■ **EXTRAIT DE PAGE**:
▬▬▬▬▬▬▬▬▬▬
Droit d’auteur : l’article 11 bloque l’adoption du mandat

Le Parlement européen vient de refuser de voter un mandat de négociation de la directive droit d'auteur avec le Conseil de l'UE. Il est encore tôt pour faire les comptes, mais il est probable que, plus que l'article 13, c'est l'article 11 sur le droit voisin des éditeurs de presse qui a rebuté nombre de députés. La mollesse de la presse à défendre ce droit taillé pour elle et à défendre la directive dans son ensemble, y est sans doute aussi pour quelque chose.

L'article 11 avait été intégré à la dernière minute par le truchement du cabinet de Jean-Claude Juncker, soit juste avant la publication de la proposition de directive droit d'auteur en septembre 2016. C'est l'éditeur de presse allemand Axel Springer qui avait fait le forcing pour l'obtenir, afin d'imposer à Google - car Google est bien la cible principale de cet article - de négocier des licences avec les éditeurs de presse pour Google News notamment. Un tel droit voisin avait été intégré en Belgique et en Espagne, mais Google a simplement du fermer Google News, ou menacer de le faire dans le cas belge, pour obtenir que les éditeurs de presse ne réclament pas leur du. Le pari d'Axel Springer était que si un tel droit était imposé au niveau européen, Google ne pourrait rien faire pour s'y opposer. Au vu de l'échelle du continent, fermer Google News pour tous les Européens aurait été impossible, selon les calculs d'apothicaire d'Axel Springer.

Pas de mobilisation de la presse

Il y a nombre de problèmes avec ce raisonnement, et nous y reviendront probablement dans un article ultérieur. Pour l'heure, il s'agit de souligner que dès avant le vote d'aujourd'hui, plusieurs parlementaires se sont inquiétés que "certains Etats membres sont mobilisés contre l’article 11" et que "si le mandat tombe, ce sera sur cet article." Autre élément à prendre en compte, selon plusieurs collaborateurs parlementaires : l'apathie de la presse, et en particulier de la presse française. Il faut bien le dire, le monde de la culture a défendu bec et ongles "ses" articles : article 13 pour le value gap soutenu notamment par le Gesac, et article 14a sur la rémunération des auteurs et interprètes défendu par la SAA et AEPO-ARTIS. Ils ont tous organisé nombre d'évènements à Bruxelles et Strasbourg, avec des artistes et créateurs. Ils n'étaient pas nécessairement d'accord les uns avec les autres, mais ils ont fait contre mauvaise fortune bon coeur, et ont lissé leurs différences. Le résultats ? Les Parlementaires et commissaires les ont accueilli à bras ouvert, à moult reprises. En revanche la presse n'a jamais rien organisé, ou s'il l'ont fait, ces évènements sont totalement passés sous le radar. Un comble, pour des médias nationaux.
▬▬▬▬▬▬▬▬▬▬
■ **ENTRÉES PRÉSENTÉES**:
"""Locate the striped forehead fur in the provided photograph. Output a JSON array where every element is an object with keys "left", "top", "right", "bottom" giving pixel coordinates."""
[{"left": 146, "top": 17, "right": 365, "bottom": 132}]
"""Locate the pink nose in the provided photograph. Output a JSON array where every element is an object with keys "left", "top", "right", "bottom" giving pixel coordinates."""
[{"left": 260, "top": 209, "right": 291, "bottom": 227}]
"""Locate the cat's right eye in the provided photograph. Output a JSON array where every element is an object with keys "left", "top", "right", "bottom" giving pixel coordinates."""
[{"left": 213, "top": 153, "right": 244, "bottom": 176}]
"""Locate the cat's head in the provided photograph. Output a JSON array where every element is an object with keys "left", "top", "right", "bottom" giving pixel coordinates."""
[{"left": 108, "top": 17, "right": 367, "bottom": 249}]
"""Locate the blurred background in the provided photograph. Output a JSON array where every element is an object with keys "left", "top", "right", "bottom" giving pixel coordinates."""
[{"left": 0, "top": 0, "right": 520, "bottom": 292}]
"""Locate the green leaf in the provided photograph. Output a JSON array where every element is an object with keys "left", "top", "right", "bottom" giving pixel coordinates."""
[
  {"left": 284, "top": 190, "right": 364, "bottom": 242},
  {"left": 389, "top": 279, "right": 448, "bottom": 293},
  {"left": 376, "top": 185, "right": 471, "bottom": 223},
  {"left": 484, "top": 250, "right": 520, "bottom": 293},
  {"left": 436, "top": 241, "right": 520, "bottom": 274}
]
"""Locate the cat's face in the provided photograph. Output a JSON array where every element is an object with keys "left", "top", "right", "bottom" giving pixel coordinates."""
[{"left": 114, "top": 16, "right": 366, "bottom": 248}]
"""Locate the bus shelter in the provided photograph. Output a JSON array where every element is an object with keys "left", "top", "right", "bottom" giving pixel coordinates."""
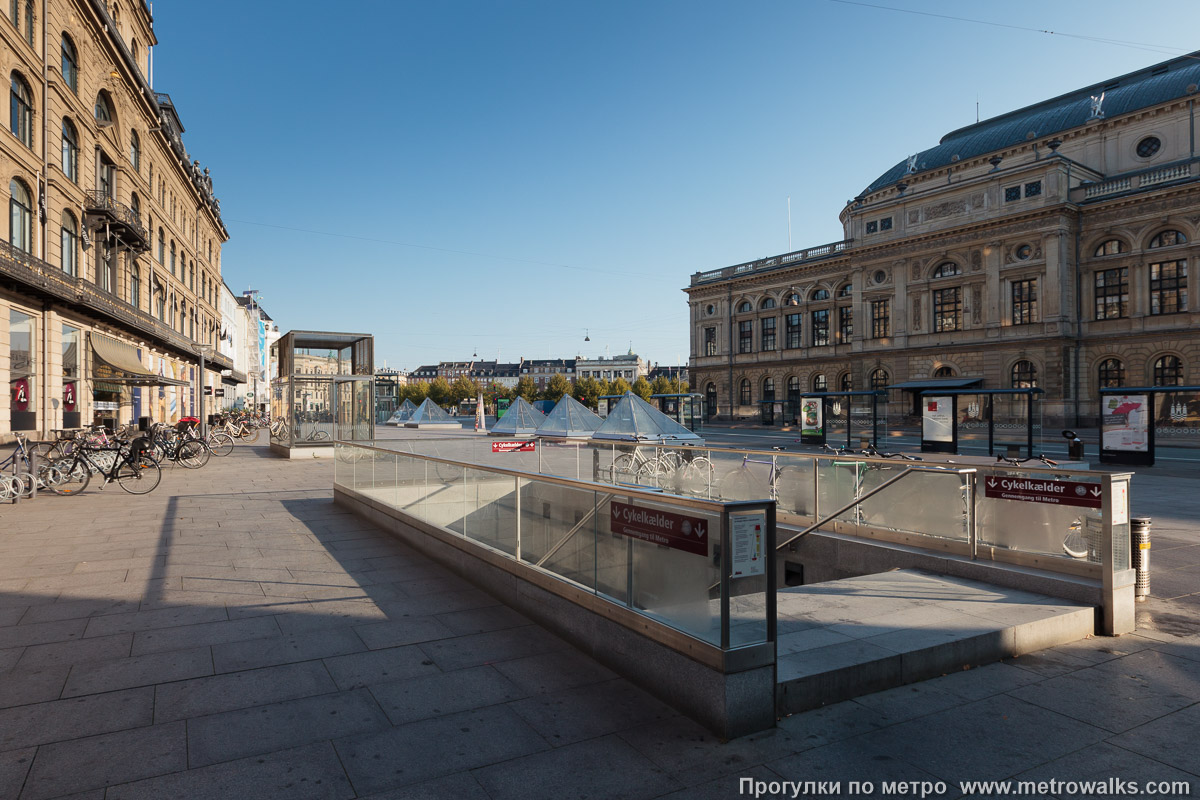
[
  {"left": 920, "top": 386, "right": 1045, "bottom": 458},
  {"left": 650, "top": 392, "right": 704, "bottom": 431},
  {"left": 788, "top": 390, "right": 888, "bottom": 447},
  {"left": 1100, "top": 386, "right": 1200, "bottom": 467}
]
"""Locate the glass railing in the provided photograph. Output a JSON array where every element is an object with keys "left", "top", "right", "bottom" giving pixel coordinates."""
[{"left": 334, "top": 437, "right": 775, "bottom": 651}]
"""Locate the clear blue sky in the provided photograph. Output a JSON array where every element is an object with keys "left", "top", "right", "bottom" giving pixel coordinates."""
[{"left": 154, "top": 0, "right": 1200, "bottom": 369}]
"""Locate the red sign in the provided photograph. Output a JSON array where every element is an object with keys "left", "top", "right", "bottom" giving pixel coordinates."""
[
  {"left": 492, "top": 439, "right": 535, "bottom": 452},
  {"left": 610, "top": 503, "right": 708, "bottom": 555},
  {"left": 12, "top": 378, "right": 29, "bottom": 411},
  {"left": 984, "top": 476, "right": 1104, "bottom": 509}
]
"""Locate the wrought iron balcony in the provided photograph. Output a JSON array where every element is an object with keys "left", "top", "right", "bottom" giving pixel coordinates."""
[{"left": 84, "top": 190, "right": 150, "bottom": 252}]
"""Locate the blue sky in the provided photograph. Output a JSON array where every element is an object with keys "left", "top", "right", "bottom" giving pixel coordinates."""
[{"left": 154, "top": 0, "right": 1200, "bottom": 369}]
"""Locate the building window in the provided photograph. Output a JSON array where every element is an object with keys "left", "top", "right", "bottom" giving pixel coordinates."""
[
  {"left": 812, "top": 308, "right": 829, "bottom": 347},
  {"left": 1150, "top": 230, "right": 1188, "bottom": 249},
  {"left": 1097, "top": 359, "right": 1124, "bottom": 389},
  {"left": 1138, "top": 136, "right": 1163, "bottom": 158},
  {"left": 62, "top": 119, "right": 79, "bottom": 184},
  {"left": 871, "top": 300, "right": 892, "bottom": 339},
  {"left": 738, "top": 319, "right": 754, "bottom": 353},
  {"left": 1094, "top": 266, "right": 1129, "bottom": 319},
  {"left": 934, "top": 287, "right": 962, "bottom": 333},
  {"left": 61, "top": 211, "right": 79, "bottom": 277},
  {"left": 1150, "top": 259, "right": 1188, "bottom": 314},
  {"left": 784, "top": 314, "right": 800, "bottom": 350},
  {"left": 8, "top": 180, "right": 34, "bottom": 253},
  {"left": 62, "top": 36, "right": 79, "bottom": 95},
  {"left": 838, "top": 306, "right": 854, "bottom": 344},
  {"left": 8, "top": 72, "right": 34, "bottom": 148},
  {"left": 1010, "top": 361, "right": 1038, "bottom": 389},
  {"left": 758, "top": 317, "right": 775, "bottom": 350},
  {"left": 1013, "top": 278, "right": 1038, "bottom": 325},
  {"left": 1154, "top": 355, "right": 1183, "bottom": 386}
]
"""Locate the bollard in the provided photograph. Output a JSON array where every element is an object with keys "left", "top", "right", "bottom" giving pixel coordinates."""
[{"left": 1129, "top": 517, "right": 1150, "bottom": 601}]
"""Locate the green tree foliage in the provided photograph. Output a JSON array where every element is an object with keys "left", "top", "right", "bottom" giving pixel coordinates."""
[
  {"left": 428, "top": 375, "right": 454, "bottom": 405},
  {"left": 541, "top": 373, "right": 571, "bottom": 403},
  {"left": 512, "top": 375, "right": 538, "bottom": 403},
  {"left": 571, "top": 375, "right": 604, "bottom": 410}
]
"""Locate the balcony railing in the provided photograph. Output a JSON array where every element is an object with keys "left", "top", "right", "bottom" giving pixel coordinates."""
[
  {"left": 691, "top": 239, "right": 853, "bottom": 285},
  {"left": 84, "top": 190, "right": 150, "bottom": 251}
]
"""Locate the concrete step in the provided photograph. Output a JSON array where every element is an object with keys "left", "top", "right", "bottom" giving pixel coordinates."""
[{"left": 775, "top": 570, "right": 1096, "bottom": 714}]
▬▬▬▬▬▬▬▬▬▬
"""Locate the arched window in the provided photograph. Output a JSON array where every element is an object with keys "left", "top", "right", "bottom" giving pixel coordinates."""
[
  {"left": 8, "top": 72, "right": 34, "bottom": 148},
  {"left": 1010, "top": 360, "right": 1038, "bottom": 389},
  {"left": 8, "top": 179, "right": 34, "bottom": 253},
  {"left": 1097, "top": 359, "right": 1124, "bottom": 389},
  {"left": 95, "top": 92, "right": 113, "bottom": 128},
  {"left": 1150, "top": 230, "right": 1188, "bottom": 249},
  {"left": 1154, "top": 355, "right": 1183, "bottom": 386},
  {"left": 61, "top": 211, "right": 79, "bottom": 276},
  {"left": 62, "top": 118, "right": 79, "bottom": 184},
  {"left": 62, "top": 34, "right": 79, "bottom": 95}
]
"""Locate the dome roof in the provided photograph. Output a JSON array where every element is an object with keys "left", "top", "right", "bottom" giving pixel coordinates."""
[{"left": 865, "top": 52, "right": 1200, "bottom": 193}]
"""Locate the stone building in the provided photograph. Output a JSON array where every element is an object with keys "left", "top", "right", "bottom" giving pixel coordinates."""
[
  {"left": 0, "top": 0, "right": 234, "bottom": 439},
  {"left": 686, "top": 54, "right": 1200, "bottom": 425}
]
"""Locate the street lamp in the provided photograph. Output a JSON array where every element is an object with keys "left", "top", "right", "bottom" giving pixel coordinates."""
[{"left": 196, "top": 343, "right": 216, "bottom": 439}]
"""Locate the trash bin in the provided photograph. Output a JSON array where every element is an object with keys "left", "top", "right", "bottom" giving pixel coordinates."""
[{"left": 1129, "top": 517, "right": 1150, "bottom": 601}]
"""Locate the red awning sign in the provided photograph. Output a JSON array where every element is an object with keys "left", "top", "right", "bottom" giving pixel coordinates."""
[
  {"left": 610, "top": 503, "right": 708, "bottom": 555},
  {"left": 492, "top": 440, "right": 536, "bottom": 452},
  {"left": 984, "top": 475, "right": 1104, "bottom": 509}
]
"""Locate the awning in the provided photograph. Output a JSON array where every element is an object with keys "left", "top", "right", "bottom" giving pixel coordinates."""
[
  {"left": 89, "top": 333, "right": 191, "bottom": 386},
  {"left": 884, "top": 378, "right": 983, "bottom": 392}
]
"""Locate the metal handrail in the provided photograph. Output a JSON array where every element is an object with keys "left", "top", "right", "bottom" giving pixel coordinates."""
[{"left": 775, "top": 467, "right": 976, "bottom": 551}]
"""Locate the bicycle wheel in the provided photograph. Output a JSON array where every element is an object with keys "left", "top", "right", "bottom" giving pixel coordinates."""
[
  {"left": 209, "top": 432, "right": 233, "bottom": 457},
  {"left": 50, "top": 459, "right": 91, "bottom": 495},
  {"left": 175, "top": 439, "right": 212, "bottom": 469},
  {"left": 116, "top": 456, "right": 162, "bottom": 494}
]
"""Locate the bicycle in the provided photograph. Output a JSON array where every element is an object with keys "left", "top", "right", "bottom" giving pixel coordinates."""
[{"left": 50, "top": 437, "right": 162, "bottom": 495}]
▬▬▬▬▬▬▬▬▬▬
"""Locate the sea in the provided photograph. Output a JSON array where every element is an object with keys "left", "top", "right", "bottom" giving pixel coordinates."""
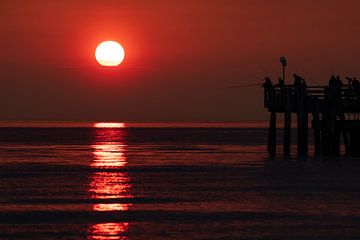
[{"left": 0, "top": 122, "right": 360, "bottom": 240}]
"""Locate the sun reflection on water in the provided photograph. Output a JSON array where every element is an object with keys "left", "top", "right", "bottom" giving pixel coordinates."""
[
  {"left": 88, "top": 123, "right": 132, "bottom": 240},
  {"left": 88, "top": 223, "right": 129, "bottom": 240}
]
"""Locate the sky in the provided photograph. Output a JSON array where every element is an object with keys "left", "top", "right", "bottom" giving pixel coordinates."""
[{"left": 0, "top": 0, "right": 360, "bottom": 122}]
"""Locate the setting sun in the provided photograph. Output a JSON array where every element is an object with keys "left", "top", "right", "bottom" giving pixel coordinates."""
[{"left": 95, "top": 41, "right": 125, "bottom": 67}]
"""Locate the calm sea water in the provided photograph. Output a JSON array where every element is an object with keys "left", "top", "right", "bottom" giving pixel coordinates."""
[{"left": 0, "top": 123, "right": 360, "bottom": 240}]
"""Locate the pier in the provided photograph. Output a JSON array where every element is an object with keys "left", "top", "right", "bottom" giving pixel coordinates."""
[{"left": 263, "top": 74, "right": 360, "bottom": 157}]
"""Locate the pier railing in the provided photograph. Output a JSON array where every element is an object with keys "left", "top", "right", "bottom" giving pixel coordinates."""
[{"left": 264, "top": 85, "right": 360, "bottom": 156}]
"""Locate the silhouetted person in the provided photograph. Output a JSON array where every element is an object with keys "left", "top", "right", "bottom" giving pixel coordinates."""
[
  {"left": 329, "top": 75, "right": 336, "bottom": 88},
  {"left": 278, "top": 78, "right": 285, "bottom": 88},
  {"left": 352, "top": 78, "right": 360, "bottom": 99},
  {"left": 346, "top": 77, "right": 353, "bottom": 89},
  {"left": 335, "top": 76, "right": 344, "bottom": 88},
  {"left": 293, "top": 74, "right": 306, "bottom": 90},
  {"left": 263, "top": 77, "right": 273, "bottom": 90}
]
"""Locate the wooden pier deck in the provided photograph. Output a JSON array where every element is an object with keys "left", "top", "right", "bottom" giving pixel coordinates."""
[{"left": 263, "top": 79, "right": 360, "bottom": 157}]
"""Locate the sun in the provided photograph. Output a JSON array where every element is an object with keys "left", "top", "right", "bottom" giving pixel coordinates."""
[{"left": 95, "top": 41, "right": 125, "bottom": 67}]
▬▬▬▬▬▬▬▬▬▬
■ **CONSIGNES**:
(1) Selon l'article sur le droit d'auteur, quel éditeur de presse allemand a fait pression pour obtenir l'article 11 ?
(2) Dites si chacune de ces affirmations s'accorde avec l'article sur le droit d'auteur, en citant les mots décisifs du texte. (a) L'article 11 a été ajouté après la publication de la proposition de directive. (b) En Belgique, Google a fermé Google News. (c) L'article 14a a été défendu par la SAA et AEPO-ARTIS.
(3) Rédigez la suite de l'article sur le droit d'auteur et l'article 11, après sa dernière phrase.
Les entrées n'ont aucun rôle dans ce travail.

■ **RÉPONSES ATTENDUES**:
(1) Axel Springer.

(2)
(a) Non : « soit juste avant la publication de la proposition de directive droit d'auteur en septembre 2016 ».
(b) Non : « ou menacer de le faire dans le cas belge ».
(c) Oui : « article 14a sur la rémunération des auteurs et interprètes défendu par la SAA et AEPO-ARTIS ».

(3)
Opposition du SPIIL à la directive

Pire, et surtout en France, les articles des journaux portant sur la procédure d'adoption de la directive droit d'auteur ont volontiers utilisé un ton alarmiste, et nombre n'ont pas hésité à reprendre les éléments de langage de la campagne entamée par Julia Reda et ses alliés objectifs des plateformes contre la directive. Certains représentants de la presse française n'ont d'ailleurs pas hésité à participer directement à la campagne contre la directive. Ainsi, le SPIIL, qui représente une grande partie de la presse en ligne et qui est présidé par Jean-Christophe Boulanger, président du média Contexte, a ainsi directement participé à une campagne contre la directive en compagnie d'organismes financés directement ou indirectement par des sociétés de la Silicon Valley.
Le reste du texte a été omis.